Records from a point labeling set
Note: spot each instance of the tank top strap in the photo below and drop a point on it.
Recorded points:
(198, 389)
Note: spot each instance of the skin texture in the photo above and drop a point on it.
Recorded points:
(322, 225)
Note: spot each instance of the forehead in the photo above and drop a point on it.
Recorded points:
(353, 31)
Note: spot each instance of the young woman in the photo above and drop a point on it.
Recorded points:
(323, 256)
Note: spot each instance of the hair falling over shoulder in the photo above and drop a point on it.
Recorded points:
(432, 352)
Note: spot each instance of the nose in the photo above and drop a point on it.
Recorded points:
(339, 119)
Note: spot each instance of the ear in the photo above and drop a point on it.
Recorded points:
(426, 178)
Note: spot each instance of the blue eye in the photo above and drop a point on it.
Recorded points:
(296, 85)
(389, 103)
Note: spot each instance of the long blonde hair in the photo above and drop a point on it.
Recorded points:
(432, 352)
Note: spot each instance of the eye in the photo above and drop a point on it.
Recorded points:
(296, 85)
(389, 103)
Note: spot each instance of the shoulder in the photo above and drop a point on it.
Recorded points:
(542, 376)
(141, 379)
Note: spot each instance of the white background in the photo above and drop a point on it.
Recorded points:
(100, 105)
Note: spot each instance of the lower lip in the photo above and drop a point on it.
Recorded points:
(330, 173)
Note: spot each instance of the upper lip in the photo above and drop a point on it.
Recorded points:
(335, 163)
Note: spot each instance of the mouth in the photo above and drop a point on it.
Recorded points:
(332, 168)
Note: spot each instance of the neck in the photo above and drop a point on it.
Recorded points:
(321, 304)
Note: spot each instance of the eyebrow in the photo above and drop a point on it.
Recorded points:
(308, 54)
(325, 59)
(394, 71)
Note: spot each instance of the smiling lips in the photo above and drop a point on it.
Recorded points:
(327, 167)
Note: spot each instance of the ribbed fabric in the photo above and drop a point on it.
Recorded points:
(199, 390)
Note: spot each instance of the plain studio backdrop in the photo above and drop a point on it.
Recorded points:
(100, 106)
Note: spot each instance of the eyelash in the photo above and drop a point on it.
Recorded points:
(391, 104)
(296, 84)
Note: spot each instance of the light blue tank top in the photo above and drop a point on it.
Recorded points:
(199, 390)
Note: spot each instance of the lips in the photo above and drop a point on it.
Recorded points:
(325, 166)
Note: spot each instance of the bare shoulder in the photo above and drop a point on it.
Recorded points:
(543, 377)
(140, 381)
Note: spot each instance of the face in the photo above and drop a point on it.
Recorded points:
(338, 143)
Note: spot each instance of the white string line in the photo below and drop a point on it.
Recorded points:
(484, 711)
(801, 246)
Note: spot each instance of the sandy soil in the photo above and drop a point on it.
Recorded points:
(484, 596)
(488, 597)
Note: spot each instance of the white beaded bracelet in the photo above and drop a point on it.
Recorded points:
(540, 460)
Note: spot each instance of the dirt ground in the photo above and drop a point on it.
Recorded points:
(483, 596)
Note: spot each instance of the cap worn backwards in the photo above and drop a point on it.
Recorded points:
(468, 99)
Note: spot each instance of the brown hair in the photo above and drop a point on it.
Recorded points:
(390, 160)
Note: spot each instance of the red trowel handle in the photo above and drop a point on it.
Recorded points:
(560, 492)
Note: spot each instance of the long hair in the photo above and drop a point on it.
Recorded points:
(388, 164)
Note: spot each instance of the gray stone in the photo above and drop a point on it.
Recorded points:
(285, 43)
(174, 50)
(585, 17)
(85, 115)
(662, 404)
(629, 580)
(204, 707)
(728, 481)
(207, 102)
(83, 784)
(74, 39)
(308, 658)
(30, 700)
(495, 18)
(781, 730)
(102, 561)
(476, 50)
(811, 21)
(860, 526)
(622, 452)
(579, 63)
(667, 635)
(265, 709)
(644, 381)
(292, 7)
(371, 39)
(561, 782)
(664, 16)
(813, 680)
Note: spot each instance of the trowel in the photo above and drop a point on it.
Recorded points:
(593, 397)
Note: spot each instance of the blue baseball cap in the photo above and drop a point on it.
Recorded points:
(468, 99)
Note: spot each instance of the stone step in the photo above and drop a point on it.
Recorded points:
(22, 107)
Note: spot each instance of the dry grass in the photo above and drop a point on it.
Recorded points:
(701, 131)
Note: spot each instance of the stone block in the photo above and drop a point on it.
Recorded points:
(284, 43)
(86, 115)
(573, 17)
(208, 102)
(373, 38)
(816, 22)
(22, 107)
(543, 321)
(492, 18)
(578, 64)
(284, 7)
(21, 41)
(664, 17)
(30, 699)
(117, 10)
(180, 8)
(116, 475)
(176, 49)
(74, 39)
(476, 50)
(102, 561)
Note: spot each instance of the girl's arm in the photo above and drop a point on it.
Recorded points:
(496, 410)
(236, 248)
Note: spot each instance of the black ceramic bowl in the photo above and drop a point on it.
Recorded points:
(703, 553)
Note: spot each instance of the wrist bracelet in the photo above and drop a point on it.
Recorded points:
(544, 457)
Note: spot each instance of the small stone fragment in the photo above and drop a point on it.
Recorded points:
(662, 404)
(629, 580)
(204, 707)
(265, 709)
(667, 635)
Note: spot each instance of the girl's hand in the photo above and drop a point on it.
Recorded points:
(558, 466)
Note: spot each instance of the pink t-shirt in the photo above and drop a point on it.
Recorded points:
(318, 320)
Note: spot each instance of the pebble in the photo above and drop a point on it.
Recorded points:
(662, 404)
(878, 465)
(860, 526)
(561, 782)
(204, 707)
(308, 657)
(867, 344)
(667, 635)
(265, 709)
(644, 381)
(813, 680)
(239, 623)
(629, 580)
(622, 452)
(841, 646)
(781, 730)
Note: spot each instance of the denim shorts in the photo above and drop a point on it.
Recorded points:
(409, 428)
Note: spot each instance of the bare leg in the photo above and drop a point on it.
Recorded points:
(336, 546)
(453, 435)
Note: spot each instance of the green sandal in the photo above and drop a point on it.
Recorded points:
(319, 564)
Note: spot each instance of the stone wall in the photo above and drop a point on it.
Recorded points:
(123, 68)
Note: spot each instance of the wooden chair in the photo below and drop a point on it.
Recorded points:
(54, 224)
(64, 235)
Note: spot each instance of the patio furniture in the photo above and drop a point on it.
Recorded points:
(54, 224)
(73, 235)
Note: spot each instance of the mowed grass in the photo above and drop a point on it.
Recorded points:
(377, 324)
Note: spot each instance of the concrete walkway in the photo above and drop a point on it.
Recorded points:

- **Stated exercise**:
Produce an exact repeat of the lines from the one containing "Note: spot each instance of the pebble" through the last line of the data, and nothing more.

- **Response to this task**:
Note: spot each instance of the pebble in the photo above and drop a point on it.
Recorded points:
(662, 404)
(878, 465)
(860, 526)
(561, 782)
(204, 707)
(308, 657)
(867, 344)
(667, 635)
(265, 709)
(644, 381)
(813, 680)
(239, 623)
(629, 580)
(622, 452)
(841, 646)
(781, 730)
Note: spot each instance of the denim shorts in the photo above and drop a point on it.
Recorded points:
(409, 428)
Note: spot each instance of the bare leg in the photo above and drop a point on it.
Recorded points:
(336, 546)
(453, 435)
Note: spot each instance of the green sandal in the photo above and drop a point on it.
Recorded points:
(319, 564)
Note: spot each instance of the stone wall in the photo above and drop a point on it.
Recorded points:
(123, 68)
Note: spot each instance of the wooden chair in the photo below and drop a point on it.
Recorded points:
(54, 224)
(64, 235)
Note: spot each instance of the patio furniture in the photo above and drop a point on it.
Recorded points:
(54, 224)
(73, 235)
Note: spot each instance of the mowed grass in the photo above and drop a point on it.
Recorded points:
(377, 324)
Note: spot each instance of the concrete walkway in the photo above and drop a point on it.
Recorded points:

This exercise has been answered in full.